[EXTRACT PROVIDED]

Hurricane Ida Shows the Climate Dystopia Ahead for All of Us
As a boy, Louis Armstrong worked for the Karnofsky family. The Karnofskys’ tailor shop on South Rampart Street in New Orleans became a second home to him, and the family helped him buy his first cornet. On Sunday night, the Karnofsky building, long neglected by the city and a succession of private owners who promised to restore it, finally collapsed under the force of Hurricane Ida’s winds.
I live in New Orleans, but I saw the news on my phone, as I scrolled from the safety of a rented apartment in Birmingham, Ala. My family and I arrived on Friday. We are among the Louisianans who could afford to evacuate. We got here by driving I-59 to I-20, which is to say, we relied on the comparatively well-funded public infrastructure of interstate highways to get out of harm’s way.
Our less wealthy neighbors rely on streetcars and buses to get around, modes of public transportation that burn less gas and therefore contribute less to the rising seas and stronger storms that imperil us all. But there is limited regional bus or train service around New Orleans, and they largely were left to experience Hurricane Ida, one of the strongest to make landfall in Louisiana’s history, firsthand.
The reports I got from those who stayed, by necessity or obligation, were mixed. My wife’s cousin, a surgeon at Children’s Hospital New Orleans, said that for the first time in recent memory, the emergency room was quiet. A doctor friend in Thibodaux, 60 miles southwest of the city, texted to say that a floor of his hospital had lost power and staff were having to manually pump air into the lungs of intubated Covid patients as they moved them to a floor with a working generator. When he got a break, he texted again to say, “I mean this is traumatizing.”
The big story, for New Orleans, is that the levees held. This was a huge relief, a vindication of the work the Army corps did to build what it calls a “risk reduction system” for the city and its suburbs after Hurricane Katrina. Still, the system is less ambitious than the one Louisianans lobbied for after Katrina, and the protection it offers grows weaker every day, as the wetlands that buffer the city from the Gulf of Mexico get wetter.
It could not save the Karnofsky building from the wind, it did not prevent the failure of the New Orleans’s sewer system, and it did not stop the region’s electrical transmission towers from toppling, leaving the hundreds of thousands of people who remain in the region without power for the foreseeable future. But it kept the Gulf of Mexico out of the city, which was its job.
The situation in Thibodaux, LaPlace and other towns east of the city is much worse. In this region along the Mississippi River — variously called the petrochemical corridor or Cancer Alley — people live with the constant threat of flooding, toxic emissions and other costs of our technological achievement.

[/EXTRACT PROVIDED]
[MATERIAL PROVIDED]

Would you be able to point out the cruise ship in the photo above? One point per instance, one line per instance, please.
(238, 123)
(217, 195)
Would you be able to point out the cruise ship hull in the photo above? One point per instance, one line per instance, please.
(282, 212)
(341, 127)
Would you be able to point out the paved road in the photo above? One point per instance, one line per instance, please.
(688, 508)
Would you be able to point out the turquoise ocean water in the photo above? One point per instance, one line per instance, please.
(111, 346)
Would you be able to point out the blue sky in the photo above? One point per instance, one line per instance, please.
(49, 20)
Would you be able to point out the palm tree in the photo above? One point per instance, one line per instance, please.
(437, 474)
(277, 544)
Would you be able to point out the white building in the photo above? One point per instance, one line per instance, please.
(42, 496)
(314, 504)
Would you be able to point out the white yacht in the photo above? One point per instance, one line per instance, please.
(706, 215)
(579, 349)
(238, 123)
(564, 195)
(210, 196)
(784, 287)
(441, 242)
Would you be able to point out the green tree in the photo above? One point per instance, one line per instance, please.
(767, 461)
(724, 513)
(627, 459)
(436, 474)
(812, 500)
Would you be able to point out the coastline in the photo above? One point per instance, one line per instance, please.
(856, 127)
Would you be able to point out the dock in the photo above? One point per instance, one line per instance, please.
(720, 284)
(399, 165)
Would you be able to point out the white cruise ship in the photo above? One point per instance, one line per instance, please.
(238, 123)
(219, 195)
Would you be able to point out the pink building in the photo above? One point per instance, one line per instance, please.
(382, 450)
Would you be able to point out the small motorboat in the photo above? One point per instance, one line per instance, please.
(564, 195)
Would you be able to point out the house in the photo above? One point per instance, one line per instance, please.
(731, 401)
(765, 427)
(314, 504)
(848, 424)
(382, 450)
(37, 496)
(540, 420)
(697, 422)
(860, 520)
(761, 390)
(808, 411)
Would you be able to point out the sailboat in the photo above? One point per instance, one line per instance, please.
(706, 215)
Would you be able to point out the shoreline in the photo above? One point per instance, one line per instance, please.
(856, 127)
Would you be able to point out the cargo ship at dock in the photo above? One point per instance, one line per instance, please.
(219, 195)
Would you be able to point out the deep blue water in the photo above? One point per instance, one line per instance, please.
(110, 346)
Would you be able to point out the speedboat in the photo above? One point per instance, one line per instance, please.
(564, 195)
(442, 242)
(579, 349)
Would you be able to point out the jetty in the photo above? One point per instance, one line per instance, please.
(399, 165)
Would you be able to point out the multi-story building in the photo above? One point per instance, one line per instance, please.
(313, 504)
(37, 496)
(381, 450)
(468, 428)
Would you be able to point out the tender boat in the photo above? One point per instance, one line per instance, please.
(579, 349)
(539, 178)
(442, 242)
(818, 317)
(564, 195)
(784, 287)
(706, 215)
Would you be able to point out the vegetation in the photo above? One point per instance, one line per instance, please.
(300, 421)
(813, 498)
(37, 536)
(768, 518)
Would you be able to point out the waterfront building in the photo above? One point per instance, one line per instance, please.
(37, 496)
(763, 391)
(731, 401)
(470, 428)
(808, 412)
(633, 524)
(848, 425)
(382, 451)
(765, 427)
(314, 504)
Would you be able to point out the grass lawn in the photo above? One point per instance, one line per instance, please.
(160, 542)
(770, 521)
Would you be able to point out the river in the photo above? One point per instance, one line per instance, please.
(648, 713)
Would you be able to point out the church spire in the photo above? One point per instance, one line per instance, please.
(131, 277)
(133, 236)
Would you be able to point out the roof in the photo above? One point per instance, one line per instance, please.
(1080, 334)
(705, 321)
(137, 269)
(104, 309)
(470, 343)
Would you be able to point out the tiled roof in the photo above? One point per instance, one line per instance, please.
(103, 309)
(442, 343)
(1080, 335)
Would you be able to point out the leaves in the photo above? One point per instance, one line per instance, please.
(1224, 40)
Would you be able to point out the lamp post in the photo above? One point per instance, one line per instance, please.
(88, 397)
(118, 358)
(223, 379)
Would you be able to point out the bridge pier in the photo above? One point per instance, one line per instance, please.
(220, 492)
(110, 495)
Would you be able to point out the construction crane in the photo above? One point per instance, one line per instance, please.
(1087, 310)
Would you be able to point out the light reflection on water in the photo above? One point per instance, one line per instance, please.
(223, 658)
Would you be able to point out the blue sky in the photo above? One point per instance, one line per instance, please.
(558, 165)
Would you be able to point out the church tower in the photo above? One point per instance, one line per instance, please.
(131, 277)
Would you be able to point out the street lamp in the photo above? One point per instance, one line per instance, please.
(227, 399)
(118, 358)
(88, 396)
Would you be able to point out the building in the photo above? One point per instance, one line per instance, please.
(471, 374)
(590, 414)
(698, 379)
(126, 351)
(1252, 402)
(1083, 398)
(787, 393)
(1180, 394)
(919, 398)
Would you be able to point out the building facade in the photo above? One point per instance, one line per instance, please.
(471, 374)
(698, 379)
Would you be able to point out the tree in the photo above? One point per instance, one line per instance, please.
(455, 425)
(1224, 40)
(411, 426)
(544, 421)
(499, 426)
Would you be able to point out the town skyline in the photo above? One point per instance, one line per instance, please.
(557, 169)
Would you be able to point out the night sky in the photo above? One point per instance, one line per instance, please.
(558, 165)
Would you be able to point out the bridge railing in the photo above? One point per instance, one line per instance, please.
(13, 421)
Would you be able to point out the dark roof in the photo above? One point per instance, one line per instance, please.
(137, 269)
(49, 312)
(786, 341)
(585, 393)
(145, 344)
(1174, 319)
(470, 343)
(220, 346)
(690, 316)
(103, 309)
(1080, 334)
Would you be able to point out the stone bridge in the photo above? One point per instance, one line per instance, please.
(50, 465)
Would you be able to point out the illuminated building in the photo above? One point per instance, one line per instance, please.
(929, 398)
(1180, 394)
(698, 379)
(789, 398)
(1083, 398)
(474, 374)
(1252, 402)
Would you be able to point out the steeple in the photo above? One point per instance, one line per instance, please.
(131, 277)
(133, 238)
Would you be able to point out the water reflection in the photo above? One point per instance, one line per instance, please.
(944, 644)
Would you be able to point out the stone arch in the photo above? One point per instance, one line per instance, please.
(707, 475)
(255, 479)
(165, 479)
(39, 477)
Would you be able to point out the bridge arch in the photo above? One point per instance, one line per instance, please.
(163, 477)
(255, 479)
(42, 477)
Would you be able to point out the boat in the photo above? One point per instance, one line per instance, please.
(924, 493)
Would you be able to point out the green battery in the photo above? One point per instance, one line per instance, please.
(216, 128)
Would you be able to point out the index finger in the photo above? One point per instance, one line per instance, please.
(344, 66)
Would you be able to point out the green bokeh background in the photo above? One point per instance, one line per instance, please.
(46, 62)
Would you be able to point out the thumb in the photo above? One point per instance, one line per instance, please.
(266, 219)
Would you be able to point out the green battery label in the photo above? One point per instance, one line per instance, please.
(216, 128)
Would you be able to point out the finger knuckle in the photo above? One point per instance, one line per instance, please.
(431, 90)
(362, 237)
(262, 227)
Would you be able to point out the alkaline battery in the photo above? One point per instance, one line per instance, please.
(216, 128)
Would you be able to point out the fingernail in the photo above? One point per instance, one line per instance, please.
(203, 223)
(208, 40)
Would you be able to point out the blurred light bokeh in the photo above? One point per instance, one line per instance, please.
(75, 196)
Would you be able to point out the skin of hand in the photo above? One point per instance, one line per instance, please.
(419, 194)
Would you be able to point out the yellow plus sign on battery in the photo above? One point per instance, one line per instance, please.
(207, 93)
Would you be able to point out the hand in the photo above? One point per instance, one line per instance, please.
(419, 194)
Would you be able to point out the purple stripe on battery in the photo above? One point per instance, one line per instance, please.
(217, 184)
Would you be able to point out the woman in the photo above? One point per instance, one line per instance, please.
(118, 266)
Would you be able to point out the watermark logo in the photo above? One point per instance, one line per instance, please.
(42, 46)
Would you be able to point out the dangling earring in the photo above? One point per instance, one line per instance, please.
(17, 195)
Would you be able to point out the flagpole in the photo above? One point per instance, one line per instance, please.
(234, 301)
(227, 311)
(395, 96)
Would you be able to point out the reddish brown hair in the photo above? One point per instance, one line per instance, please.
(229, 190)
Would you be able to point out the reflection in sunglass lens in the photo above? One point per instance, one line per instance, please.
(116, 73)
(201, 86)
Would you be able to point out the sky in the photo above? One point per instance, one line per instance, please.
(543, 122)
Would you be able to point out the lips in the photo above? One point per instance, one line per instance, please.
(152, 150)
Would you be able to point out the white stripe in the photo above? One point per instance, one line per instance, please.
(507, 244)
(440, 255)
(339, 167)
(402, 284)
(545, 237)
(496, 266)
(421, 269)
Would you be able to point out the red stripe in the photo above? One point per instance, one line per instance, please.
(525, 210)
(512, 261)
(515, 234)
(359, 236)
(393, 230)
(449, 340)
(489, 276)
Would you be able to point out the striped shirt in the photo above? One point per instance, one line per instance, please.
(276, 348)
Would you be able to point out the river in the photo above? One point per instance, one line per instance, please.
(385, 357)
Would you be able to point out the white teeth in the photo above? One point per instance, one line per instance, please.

[/MATERIAL PROVIDED]

* _TASKS_:
a) In the Hurricane Ida essay, give the passage from "I live in New" through "Louisiana’s history, firsthand.", inclusive, with "streetcars" changed to "trolleys".
b) According to the Hurricane Ida essay, how far is Thibodaux from New Orleans, and in which direction?
c) The Hurricane Ida essay says the levee system kept the Gulf of Mexico out of the city. List the harms it names that the system did not prevent.

* _EXERCISE RESULTS_:
a)
I live in New Orleans, but I saw the news on my phone, as I scrolled from the safety of a rented apartment in Birmingham, Ala. My family and I arrived on Friday. We are among the Louisianans who could afford to evacuate. We got here by driving I-59 to I-20, which is to say, we relied on the comparatively well-funded public infrastructure of interstate highways to get out of harm’s way.
Our less wealthy neighbors rely on trolleys and buses to get around, modes of public transportation that burn less gas and therefore contribute less to the rising seas and stronger storms that imperil us all. But there is limited regional bus or train service around New Orleans, and they largely were left to experience Hurricane Ida, one of the strongest to make landfall in Louisiana’s history, firsthand.

b) 60 miles southwest of the city.

c)
- The wind's destruction of the Karnofsky building
- The failure of New Orleans's sewer system
- The toppling of the region's electrical transmission towers